### The request
Please reproduce the listing from its first line through the line containing "x=155, y=1227", adding 29 to every x and y coordinate in the answers. Leave all other text unchanged.
┌────────
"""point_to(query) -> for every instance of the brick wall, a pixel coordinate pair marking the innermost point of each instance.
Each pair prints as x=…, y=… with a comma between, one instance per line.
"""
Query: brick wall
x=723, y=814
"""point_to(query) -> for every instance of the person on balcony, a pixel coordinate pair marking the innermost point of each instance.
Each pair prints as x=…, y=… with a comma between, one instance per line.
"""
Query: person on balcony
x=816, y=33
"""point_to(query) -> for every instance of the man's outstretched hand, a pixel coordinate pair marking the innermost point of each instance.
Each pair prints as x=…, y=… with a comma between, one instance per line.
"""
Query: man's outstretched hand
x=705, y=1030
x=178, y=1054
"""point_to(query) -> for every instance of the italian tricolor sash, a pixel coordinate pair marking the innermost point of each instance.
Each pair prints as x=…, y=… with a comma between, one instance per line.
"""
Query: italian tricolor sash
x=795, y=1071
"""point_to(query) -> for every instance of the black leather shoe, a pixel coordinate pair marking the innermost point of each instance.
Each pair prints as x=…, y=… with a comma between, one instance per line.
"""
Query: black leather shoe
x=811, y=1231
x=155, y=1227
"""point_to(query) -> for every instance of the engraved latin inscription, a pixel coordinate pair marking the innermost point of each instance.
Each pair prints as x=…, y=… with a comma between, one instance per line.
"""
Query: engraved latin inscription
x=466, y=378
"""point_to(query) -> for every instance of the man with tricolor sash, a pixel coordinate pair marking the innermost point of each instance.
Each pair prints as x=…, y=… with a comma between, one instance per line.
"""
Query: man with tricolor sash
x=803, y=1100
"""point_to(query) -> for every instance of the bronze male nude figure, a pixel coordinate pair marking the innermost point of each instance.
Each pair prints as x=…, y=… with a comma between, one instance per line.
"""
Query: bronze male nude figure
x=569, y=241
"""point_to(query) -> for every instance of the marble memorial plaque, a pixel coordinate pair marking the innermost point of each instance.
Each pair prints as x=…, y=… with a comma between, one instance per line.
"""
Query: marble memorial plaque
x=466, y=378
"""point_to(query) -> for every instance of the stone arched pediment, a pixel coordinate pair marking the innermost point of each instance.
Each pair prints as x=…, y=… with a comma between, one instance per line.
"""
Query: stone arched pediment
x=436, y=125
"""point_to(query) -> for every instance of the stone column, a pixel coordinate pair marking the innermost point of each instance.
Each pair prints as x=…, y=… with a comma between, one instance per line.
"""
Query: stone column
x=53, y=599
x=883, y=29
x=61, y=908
└────────
### Exercise response
"""point_to(query) -> for every instance of the brick wall, a pixel coordinate pair marking the innermost point of each instance.
Each pair prints as x=…, y=… with a comma between, one instance per line.
"""
Query: brick wall
x=752, y=843
"""point_to(query) -> for every instance of the person on balcony, a pixel coordinate pair marking the innermost point of each instance.
Each pair prints as x=…, y=… with a comma between, one instance per line.
"""
Query: person on balcony
x=845, y=62
"""point_to(query) -> for every instance of the man's outstretched hand, a pixel coordinate pair marking the innermost point of each instance.
Each pair prints as x=…, y=… with a comma between, one instance per line.
"""
Query: man's outstretched hand
x=734, y=1059
x=207, y=1083
"""point_to(query) -> for every instance of the italian tricolor sash, a pixel coordinate pair marking the innermost point of each instance.
Each pair prints as x=…, y=… with a comma between, one instance per line.
"""
Query: italian tricolor sash
x=824, y=1100
"""point_to(query) -> for every instance of the black leather shoe, a pixel coordinate pair marking the innermost point of each instance.
Each pair prints as x=…, y=… with a comma between, one instance per line.
"""
Query: black leather shoe
x=840, y=1260
x=184, y=1256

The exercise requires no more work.